Hashing passwords on the server-side, a dead end?
[French version available here]
Are we willingly making our servers vulnerable to denial-of-service? After a reminder about hash algorithms and the reasons for their use, let’s discuss their cost on our infrastructures.
I recently realized that these algorithms were much more complex to implement than expected. Beware, don’t jump to conclusions: hashing passwords is still the most effective way to (not) store them today. But it seems that we should prepare for the next step.
We all have developed applications that identify their users through a login form that asks for a password. It is up to us, devs, to store these passwords in a database when creating or updating user accounts. It’s also a classic example: password databases leak on the Internet — either inadvertently or maliciously.
The threat that these leaks represent is twofold:
- a malicious party can perform actions on your site by pretending to be someone else, thus harming both legitimate users and your business;
- too often people reuse the same password on several sites, so that a leak from site A.com can jeopardize site B.com.
Even for the most minor applications, you don’t want to be responsible for the consequences of these leaks.
The mitigation is known: you should never store clear-text passwords in a database. Since decryption keys also leak, you should not store encrypted passwords in a database either.
Instead, passwords should be mangled by a cryptographic hash function, and only their fingerprints should be stored.
In PHP, the hash() function can be used to compute fingerprints for several hash algorithms:
echo hash('md5', '123456'); // e10adc3949ba59abbe56e057f20f883e
echo hash('sha256', '123456');
The core property of a cryptographic hash function is that for two different passwords, it must produce a different result. This feature is so critical that security experts consider that if only one collision is found, the algorithm must be deprecated. This is already the case for MD5 and SHA-1. SHA-256 is still resistant to the theorists.
Conversely, given a particular output, it must be impossible to recover the corresponding password. Thanks to this property, we can store the fingerprints in our databases: in case of a leak, it remains impossible to retrieve the original passwords.
Obviously, “impossible” is only a question of time and means: if I ask you to retrieve the password of the e10adc3949ba59abbe56e057f20f883e hash, the answer is written just above, it is 123456. There are pre-computed fingerprint databases, called rainbow tables, which can instantly retrieve any password with less than ~10 characters.
There exists also dedicated chips capable of computing fingerprints at extraordinary speeds, so that a few hours, days or weeks of calculation can be used to test billions of combinations. Recovering a password is then only a question of financial means.

Exercise task 1: In the text on hashing passwords, which two hash algorithms must already be deprecated because collisions have been found?
Exercise task 2: Pick up the text on hashing passwords where it stops and carry it forward.

Information provided:

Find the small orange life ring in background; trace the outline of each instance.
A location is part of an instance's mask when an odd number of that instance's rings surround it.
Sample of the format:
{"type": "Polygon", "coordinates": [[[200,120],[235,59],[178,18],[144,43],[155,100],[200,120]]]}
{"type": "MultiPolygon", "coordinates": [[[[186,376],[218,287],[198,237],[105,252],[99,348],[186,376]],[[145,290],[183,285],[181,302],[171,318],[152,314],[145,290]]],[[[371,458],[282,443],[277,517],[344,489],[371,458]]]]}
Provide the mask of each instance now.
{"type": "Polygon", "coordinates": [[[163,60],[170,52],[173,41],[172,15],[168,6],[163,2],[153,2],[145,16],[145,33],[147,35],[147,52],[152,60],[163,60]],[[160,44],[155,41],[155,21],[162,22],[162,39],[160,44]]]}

Written answer 1: MD5 and SHA-1.

Written answer 2:
In the face of these threats, best practices have improved.
To guard against rainbow table attacks, hashing must be combined with a salt. This is a random component that allows the password to be virtually lengthened and ensures that two people with the same password have different fingerprints. In PHP:
$salt = random_bytes(8);
$h = bin2hex($salt).hash('sha256', $salt.$password);
With Symfony, this configuration will give an equivalent result:
To counter brute-force attacks allowed by specialized processors, it has become common and recommended to apply the hash algorithm several times:
$h = bin2hex($salt).hash('sha256', hash('sha256', ..., hash('sha256', $salt.$password)...));
The PBKDF2 standard standardizes this practice, with a recommended number of iterations of 1000, intended to be increased as CPUs become more powerful. In Symfony, with the default values:
More recently, and still in fashion, the bcrypt algorithm has reinforced this practice by integrating the number of iterations into the heart of the hash logic. Since PHP 5.5, the password_hash() function allows to use bcrypt natively:
echo password_hash('123456', PASSWORD_BCRYPT, ['cost' => 10]);
The returned hash will be different each time because it is automatically salted. The larger the cost parameter, the more expensive the calculation of the hash will be. Compared to PBKDF2, bcrypt has a linear advantage, which means that it is a better choice, but the difference is not decisive.
As the use of bcrypt becomes more widespread, specialized processors appear, and the cost of brute-force password cracking decreases :
All the algorithms mentioned so far have one thing in common: their cost is mostly measured in CPU time. Designing a more powerful computing unit is “enough” to increase the speed of fingerprint calculations. However, there is another limited resource in our computers: RAM and its corollary, memory bandwidth.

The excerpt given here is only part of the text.